This is for the early-stage companies—the entrepreneurs with great ideas and tireless work ethics who feel like they’ve emailed half of the country’s news outlets with nothing but the rare “thanks, but not interested” reply to show for it.

The irony hurts. You don’t have the traction, the big-dollar investments, or the marketing staff to attract media attention. Yet often it’s positive press that helps grow your user base, build credibility, and get investors on board.

Every publication is different, so there’s no single blueprint. However, as someone who’s spent the past several years covering startups, I can tell you absolutely what not to do. Even if you’re in the pre-revenue, pre-seed or seed stage, there are still ways to get on a reporter’s radar.

 

If you don’t want to irritate a reporter, do not…

  • Pitch everyone – Journalists are busy people. Nine times out of 10, your email gets ignored—not because the reporter is a jerk, but because he or she is already swamped. If you email the same boilerplate pitch to 60 publications, believe me, journalists can tell. You don’t want to irritate your target, so put some work into tailoring your pitch.

• _DATA LINES_
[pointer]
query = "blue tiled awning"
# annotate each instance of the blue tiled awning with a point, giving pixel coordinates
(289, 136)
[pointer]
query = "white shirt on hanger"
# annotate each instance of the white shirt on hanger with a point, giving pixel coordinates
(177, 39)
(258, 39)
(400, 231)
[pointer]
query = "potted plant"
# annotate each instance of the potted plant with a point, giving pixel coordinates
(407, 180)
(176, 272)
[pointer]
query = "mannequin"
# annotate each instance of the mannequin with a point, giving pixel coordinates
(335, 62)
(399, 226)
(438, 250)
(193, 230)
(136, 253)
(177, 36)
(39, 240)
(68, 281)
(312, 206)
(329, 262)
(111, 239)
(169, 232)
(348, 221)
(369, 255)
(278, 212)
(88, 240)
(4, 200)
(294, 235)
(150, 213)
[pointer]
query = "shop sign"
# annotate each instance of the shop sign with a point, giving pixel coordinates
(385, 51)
==
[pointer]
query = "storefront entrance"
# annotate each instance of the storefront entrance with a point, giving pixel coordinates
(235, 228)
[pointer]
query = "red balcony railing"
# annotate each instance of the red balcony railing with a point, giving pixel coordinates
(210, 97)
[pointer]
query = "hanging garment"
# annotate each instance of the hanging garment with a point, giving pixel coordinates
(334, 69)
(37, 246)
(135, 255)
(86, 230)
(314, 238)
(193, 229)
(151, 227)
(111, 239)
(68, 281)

• _WORK TO DO_
[1] Summarize the piece on pitching startups to reporters in two sentences.
[2] Extend the piece on pitching startups to reporters, picking up after its final sentence.

• _REPLIES_
[1] Early-stage companies often get little response from news outlets, even though positive press helps them grow their user base, build credibility, and attract investors. A writer who has covered startups for several years says there is no single blueprint but identifies what not to do, starting with sending the same boilerplate pitch to dozens of publications instead of tailoring it to busy journalists.

[2]
  • Pitch blind. Within three lines of an email, I can tell whether you’ve ever read my publication. That matters. If you want reporters to pay attention to you, you need to pay attention to them. Write your email armed with an understanding of the writer’s tone, editorial focus, and the kinds of stories he or she typically writes. That means avoiding a pitch to a software-centric publication about your biotech startup. Don’t pitch the real estate reporter on an app that has nothing to with housing. And don’t pitch a Boston newspaper on your San Francisco startup. Read the publication, understand its audience, and write your pitch around that.
  • Pitch late. The operative word in “news” is “new.” If your early-stage startup does have something big happen, don’t pitch reporters on covering it two months (or even two weeks) later. Better yet, give them two weeks’ notice so they can decide in advance whether you’re worth covering. It puts less pressure on their busy schedule, and gives you better odds of landing a story. Avoid events that are never timely, i.e. anniversaries, holidays and “Go blue for/Go red for [insert cause here]” months. These happen every year. They are not news.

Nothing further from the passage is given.